[Saved entries]
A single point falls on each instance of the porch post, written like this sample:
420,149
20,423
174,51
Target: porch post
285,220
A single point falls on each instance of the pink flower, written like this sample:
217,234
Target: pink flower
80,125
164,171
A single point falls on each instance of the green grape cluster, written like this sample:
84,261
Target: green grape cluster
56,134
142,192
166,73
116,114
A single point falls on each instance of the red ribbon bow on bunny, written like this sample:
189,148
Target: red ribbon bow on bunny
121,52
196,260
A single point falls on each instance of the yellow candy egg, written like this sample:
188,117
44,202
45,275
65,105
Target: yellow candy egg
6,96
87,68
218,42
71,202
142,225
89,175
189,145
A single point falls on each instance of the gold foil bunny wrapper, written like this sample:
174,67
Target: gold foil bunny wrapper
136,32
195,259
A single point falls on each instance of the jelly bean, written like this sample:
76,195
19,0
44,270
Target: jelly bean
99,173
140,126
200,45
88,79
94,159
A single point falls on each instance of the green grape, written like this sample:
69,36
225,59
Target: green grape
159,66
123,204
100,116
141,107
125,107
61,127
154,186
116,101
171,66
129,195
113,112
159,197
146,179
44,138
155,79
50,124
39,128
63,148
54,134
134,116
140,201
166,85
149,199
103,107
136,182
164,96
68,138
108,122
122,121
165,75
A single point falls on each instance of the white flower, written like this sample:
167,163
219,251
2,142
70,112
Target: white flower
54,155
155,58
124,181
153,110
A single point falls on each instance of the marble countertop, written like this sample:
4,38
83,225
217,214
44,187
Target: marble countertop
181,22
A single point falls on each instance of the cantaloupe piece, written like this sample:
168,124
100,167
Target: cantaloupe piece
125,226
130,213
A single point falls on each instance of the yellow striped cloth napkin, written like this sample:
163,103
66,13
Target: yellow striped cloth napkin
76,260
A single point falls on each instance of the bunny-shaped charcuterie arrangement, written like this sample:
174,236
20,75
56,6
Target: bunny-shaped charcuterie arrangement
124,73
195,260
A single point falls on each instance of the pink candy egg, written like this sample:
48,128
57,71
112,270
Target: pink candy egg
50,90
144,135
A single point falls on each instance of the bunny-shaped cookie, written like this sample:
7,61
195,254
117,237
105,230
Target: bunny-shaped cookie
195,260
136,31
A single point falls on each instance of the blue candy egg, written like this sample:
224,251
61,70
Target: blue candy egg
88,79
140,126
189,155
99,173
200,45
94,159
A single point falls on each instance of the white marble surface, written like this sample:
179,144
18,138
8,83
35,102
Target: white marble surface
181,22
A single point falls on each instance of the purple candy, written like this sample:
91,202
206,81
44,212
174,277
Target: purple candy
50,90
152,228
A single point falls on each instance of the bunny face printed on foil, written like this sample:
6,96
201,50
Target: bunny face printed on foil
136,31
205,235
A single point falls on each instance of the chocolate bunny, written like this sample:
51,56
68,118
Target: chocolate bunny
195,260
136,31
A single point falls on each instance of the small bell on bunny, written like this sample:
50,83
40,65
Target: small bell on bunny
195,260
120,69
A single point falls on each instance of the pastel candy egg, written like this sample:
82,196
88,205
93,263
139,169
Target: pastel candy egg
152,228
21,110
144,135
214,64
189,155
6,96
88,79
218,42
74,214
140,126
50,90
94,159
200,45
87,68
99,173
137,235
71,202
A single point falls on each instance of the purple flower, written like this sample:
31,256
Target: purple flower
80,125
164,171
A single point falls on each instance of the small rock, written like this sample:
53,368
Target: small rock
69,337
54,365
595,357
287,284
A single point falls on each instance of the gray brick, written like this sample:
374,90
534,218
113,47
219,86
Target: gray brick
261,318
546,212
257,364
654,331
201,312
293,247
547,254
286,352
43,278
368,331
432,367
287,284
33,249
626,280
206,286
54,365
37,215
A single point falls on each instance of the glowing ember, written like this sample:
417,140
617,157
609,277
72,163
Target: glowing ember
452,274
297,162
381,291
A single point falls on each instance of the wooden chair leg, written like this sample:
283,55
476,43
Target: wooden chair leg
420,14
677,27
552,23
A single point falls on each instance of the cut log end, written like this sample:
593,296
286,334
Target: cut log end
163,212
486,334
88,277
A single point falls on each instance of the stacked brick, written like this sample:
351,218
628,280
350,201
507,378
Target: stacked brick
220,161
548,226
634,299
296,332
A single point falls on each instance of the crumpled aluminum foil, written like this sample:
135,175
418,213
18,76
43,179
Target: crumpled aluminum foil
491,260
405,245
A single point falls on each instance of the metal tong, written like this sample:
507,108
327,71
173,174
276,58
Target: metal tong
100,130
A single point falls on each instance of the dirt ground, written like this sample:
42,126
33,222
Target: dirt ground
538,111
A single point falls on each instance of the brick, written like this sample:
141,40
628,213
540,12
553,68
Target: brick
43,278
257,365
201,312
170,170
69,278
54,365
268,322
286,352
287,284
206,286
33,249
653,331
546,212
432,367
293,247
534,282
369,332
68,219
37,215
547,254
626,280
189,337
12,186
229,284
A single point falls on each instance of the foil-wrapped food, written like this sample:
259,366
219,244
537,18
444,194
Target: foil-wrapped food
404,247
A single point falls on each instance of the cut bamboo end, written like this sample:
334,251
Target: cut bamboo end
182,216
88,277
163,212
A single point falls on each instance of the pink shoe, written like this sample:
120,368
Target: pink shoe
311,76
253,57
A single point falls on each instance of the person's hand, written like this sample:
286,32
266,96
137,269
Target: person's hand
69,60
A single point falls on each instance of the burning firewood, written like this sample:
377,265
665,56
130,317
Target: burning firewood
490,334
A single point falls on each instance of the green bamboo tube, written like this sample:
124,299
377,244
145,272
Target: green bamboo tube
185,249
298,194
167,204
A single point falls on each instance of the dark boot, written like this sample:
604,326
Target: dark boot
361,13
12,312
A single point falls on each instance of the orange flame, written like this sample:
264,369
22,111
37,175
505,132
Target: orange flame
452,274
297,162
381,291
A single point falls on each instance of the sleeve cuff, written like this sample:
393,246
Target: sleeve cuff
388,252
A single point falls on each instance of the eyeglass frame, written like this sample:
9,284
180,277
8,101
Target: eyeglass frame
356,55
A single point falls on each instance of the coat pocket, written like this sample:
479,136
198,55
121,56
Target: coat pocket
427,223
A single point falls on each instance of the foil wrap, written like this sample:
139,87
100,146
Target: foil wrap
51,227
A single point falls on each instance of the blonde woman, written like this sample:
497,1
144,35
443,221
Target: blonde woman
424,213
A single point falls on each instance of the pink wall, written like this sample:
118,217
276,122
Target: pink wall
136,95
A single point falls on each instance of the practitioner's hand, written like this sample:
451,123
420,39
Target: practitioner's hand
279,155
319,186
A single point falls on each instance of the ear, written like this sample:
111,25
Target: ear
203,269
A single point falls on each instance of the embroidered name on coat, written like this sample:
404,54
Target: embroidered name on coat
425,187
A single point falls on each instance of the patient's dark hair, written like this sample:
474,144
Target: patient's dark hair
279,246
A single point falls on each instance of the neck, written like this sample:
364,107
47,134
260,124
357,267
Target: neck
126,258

◆ Task objective
Make an exact copy of the data above.

◆ Solution to the exercise
A single point falls on each instance of the porch post, written like this sample:
420,149
20,423
174,51
Target: porch post
285,220
A single point falls on each instance of the pink flower, written like this sample:
217,234
Target: pink flower
80,125
164,171
A single point falls on each instance of the green grape cluster, written like this sample:
84,261
Target: green grape cluster
56,134
142,192
166,73
116,114
A single point falls on each instance of the red ribbon bow on bunny, written like this sample:
189,148
Target: red ribbon bow on bunny
121,52
196,260
A single point falls on each instance of the yellow candy egg, written like this sample:
188,117
44,202
45,275
65,105
Target: yellow candy egg
6,96
87,68
218,42
71,202
142,225
89,175
189,145
A single point falls on each instance of the gold foil bunny wrapper, written like this sample:
174,67
Target: gold foil bunny wrapper
136,32
195,259
A single point falls on each instance of the jelly bean, written like this sample:
76,195
19,0
44,270
Target: jelly bean
99,173
140,126
200,45
88,79
94,159
A single point falls on each instance of the green grape, written like this sample:
69,36
225,59
Target: green grape
159,66
123,204
100,116
141,107
125,107
61,127
154,186
116,101
171,66
129,195
113,112
159,197
146,179
44,138
155,79
50,124
39,128
63,148
54,134
134,116
140,201
166,85
149,199
103,107
136,182
164,96
68,138
108,122
122,121
165,75
A single point falls on each instance of the white flower, written like this sample:
167,163
219,251
2,142
70,112
Target: white flower
54,155
155,58
124,181
153,110
A single point falls on each instance of the marble countertop, written like this sample:
4,38
83,225
217,214
44,187
Target: marble countertop
181,22
A single point falls on each instance of the cantaloupe piece, written like this sample:
168,124
100,167
Target: cantaloupe piece
125,226
130,213
A single point falls on each instance of the yellow striped cloth napkin, written like this sample:
163,103
66,13
Target: yellow striped cloth napkin
76,260
A single point falls on each instance of the bunny-shaped charcuterie arrangement, written like this sample:
174,236
20,75
56,6
Target: bunny-shaped charcuterie arrangement
124,73
195,260
A single point falls on each instance of the pink candy egg, written like this sample:
48,128
57,71
112,270
Target: pink candy egg
50,90
144,135
A single point falls on each instance of the bunny-shaped cookie, written like this sample:
7,61
195,254
117,237
105,230
Target: bunny-shaped cookie
195,260
136,31
A single point falls on each instance of the blue candy egg, written like this sample:
224,251
61,70
Target: blue candy egg
88,79
140,126
189,155
99,173
200,45
94,159
A single point falls on each instance of the white marble surface, written like this sample:
179,144
18,138
8,83
35,102
Target: white marble surface
181,22
A single point falls on each instance of the purple candy, written like this sample:
91,202
206,81
44,212
174,277
Target: purple candy
50,90
152,228
A single point falls on each instance of the bunny face printed on foil, written like this sample:
6,96
201,50
Target: bunny face printed on foil
136,31
205,235
A single point falls on each instance of the chocolate bunny, written like this sample:
51,56
68,118
Target: chocolate bunny
195,260
136,31
A single point falls on each instance of the small bell on bunny, written like this sample:
50,83
40,65
Target: small bell on bunny
195,260
120,69
A single point falls on each instance of the pastel candy egg, written like this sample:
82,196
88,205
93,263
139,169
Target: pastel candy egg
152,228
21,110
144,135
214,64
189,155
6,96
88,79
218,42
74,214
140,126
50,90
94,159
200,45
87,68
99,173
137,235
71,202
A single point falls on each instance of the purple flower, written like this sample:
31,256
Target: purple flower
80,125
164,171
A single point falls on each instance of the small rock, written like this sample:
53,368
Target: small rock
69,337
54,365
595,357
287,284
A single point falls on each instance of the gray brick, written like this sample:
374,90
534,218
113,47
219,86
Target: gray brick
261,318
546,212
257,364
654,331
201,312
293,247
547,254
286,352
43,278
368,331
432,367
287,284
33,249
626,280
206,286
54,365
37,215
A single point falls on each instance of the glowing ember, written like this sample:
417,140
617,157
609,277
72,163
Target: glowing ember
452,274
297,162
381,291
A single point falls on each instance of the wooden chair leg, written like this sample:
283,55
476,43
Target: wooden chair leg
420,14
677,27
552,23
A single point falls on each instance of the cut log end, written like this sample:
593,296
286,334
Target: cut log end
163,212
486,334
88,277
A single point falls on each instance of the stacked brick, written like this sample:
351,218
628,280
350,201
507,378
Target: stacked brick
220,161
548,226
634,299
296,332
A single point falls on each instance of the crumpled aluminum foil, written like this sample:
135,175
418,213
18,76
43,179
Target: crumpled aluminum foil
491,260
405,245
A single point falls on each instance of the metal tong, written like this sample:
507,108
327,71
173,174
276,58
Target: metal tong
100,130
A single point falls on each instance of the dirt ground, written like this sample:
42,126
33,222
Target: dirt ground
538,111
A single point falls on each instance of the brick, written like this sample:
141,40
628,213
540,12
553,68
Target: brick
43,278
257,365
201,312
170,170
69,278
54,365
268,322
286,352
287,284
206,286
33,249
653,331
546,212
432,367
293,247
534,282
369,332
68,219
37,215
547,254
626,280
189,337
12,186
229,284
A single point falls on each instance of the foil-wrapped food, written like this sample:
259,366
219,244
537,18
444,194
Target: foil-wrapped food
404,247
A single point falls on each instance of the cut bamboo end, written like this sample:
334,251
Target: cut bamboo end
182,216
88,277
163,212
A single point falls on each instance of the pink shoe, written like this sample:
120,368
Target: pink shoe
311,76
253,57
A single point falls on each instance of the person's hand, written like this sample:
286,32
266,96
137,269
Target: person's hand
69,60
A single point falls on each instance of the burning firewood, written like this sample:
377,265
665,56
130,317
Target: burning firewood
490,334
A single point falls on each instance of the green bamboo tube, written like this sample:
124,299
377,244
145,272
Target: green bamboo tube
185,249
298,194
167,204
A single point falls on each instance of the dark boot, written like this sample:
604,326
Target: dark boot
361,13
12,312
A single point falls on each instance of the orange flame, written like this sample:
264,369
22,111
37,175
505,132
Target: orange flame
452,274
297,162
381,291
A single point falls on each instance of the sleeve cuff, written like this sample:
393,246
Target: sleeve cuff
388,252
A single point falls on each instance of the eyeglass frame, written like this sample:
9,284
180,277
8,101
Target: eyeglass frame
356,55
A single point falls on each instance of the coat pocket, written like this sample:
479,136
198,55
121,56
Target: coat pocket
427,223
A single point falls on each instance of the foil wrap, written like this sample:
139,87
100,146
Target: foil wrap
51,227
A single point falls on each instance of the blonde woman, written like this sample:
497,1
144,35
443,221
Target: blonde woman
424,213
A single point falls on each instance of the pink wall, written like this sample:
118,217
276,122
Target: pink wall
136,95
A single point falls on each instance of the practitioner's hand, written like this sample:
451,123
420,39
Target: practitioner's hand
279,155
319,186
A single point falls on each instance of the ear, written like this sample:
111,25
Target: ear
203,269
A single point falls on each instance of the embroidered name on coat, written like this sample:
404,54
Target: embroidered name on coat
425,187
A single point falls on each instance of the patient's dark hair, written like this sample:
474,144
Target: patient's dark hair
279,246
A single point falls on each instance of the neck, written like this sample:
364,107
47,134
260,124
357,267
Target: neck
126,258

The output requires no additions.